[Extract]
:::::

Head And Neck Cancers

Head and neck cancers encompass malignancies in the mucosal linings from lips to larynx, with over 90% being squamous cell carcinomas. They affect areas like oral cavity, pharynx, larynx, nasal cavity, and salivary glands, representing 4% of U.S. cancers but higher in South Asia due to tobacco habits. Early detection via exams boosts 5-year survival to 80-90%.?

Types and Classification

Oral cavity includes tongue, buccal mucosa, floor of mouth, and gums; pharyngeal covers nasopharynx, oropharynx (tonsils, base of tongue), hypopharynx. Laryngeal involves supraglottic, glottic, subglottic regions; others include salivary gland, sinonasal, and skin cancers. TNM staging: Stage 0 (in situ), I-II (localized <4cm), III-IV (nodal/distant spread).?

:::::

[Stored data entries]
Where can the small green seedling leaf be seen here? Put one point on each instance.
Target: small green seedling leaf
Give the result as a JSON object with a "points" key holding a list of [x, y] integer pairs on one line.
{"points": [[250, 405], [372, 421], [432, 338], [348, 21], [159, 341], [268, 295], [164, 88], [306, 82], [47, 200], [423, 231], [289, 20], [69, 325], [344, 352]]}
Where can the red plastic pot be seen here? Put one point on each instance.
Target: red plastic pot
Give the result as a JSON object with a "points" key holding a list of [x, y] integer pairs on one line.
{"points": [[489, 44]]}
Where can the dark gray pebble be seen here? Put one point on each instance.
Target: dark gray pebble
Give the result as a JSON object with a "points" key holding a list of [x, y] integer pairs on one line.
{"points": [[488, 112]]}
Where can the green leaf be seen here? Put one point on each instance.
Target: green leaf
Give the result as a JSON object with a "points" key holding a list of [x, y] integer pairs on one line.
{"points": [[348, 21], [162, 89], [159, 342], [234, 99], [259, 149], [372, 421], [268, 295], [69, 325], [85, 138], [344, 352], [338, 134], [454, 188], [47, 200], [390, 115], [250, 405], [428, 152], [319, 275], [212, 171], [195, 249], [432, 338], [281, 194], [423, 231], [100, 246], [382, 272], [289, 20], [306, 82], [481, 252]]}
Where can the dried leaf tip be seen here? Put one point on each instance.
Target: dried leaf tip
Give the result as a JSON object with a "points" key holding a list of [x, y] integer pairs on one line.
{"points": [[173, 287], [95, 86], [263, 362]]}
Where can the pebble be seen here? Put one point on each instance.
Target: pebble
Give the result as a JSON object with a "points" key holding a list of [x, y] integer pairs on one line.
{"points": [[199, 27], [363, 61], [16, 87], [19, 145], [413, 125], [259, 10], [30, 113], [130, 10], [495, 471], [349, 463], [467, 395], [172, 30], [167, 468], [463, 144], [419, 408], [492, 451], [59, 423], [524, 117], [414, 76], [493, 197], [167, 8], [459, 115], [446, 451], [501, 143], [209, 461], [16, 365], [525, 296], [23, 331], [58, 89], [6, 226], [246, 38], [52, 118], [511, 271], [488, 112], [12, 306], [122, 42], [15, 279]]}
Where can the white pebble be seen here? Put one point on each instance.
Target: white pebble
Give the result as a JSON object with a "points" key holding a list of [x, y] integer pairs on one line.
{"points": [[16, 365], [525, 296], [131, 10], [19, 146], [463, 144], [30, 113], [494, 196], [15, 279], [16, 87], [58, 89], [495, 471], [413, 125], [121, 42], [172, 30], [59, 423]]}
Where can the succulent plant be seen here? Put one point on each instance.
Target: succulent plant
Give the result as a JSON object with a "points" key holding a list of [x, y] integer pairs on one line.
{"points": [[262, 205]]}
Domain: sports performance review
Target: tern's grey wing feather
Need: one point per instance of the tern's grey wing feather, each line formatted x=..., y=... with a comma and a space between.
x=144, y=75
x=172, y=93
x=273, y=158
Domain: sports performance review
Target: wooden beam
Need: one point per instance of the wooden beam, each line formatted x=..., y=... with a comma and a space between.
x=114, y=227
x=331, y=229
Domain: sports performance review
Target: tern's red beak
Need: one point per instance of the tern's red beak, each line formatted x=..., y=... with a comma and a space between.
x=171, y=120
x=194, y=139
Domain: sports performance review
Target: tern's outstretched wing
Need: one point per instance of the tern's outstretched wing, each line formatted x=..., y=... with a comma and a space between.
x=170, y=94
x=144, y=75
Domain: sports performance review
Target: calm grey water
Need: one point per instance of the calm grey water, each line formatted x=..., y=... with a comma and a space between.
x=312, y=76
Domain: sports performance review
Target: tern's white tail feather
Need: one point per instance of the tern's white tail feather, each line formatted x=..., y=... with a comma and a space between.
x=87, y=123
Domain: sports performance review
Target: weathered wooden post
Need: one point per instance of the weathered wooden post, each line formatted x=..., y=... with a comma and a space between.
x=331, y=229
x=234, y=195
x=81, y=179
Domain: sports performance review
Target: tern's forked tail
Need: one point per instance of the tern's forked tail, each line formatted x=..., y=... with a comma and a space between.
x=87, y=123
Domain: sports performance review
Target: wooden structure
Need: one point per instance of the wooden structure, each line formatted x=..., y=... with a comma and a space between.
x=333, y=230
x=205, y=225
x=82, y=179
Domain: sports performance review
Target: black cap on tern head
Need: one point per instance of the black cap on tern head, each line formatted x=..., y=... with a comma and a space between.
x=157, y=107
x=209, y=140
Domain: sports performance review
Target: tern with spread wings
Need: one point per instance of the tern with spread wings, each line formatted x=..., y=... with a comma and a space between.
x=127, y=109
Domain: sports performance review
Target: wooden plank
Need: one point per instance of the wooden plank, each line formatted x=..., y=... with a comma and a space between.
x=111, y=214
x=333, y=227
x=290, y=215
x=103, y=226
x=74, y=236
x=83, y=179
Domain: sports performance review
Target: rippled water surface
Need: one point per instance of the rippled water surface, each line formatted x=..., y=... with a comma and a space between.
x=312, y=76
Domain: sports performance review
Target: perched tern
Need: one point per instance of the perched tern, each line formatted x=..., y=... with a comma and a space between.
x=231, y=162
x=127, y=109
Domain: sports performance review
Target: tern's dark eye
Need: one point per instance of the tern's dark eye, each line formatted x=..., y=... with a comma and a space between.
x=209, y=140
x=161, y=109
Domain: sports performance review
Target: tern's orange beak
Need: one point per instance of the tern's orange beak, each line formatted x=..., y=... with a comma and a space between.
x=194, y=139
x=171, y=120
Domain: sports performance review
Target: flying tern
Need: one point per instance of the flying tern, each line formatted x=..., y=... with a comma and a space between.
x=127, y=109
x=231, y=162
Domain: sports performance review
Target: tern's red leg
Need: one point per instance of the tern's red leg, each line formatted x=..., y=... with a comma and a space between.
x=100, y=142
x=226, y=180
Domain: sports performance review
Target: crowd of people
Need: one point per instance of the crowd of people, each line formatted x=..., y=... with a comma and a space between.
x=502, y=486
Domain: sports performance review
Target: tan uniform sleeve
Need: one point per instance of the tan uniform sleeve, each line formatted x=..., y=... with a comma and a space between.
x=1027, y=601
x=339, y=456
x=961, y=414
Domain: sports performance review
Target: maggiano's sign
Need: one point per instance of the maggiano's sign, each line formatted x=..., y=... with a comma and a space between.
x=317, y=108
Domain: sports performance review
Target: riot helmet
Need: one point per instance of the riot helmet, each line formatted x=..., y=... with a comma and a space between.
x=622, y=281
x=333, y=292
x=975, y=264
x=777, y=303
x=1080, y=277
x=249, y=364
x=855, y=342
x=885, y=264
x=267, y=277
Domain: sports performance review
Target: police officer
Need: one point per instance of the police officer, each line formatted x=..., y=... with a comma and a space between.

:::::

[Exercises]
• A. According to the text on head and neck cancers, what share of these malignancies are squamous cell carcinomas?
• B. Write the next part of the text on head and neck cancers, starting after its last sentence.
The stored data entries are separate material, unrelated to the text on head and neck cancers.

[Outputs in order]
• A. Over 90% of them are squamous cell carcinomas.

• B.
Risk Factors

Tobacco (smoking/chewing) and alcohol synergize for 75% of cases; HPV-16 drives oropharyngeal rise. Betel quid, poor nutrition, sun exposure (lip), and EBV (nasopharynx) contribute. Genetic factors like TP53 mutations amplify susceptibility.?

Symptoms

Persistent sore throat, hoarseness, ear pain, neck masses, or non-healing oral ulcers signal issues. Dysphagia, odynophagia, weight loss, trismus, or airway obstruction occur in advanced disease.?

Treatment Approaches

Surgery (resection, neck dissection), radiation, chemotherapy, or immunotherapy (pembrolizumab) based on stage/site. Multimodal for locoregionally advanced; HPV-positive fares better. Rehabilitation addresses speech/swallowing deficits.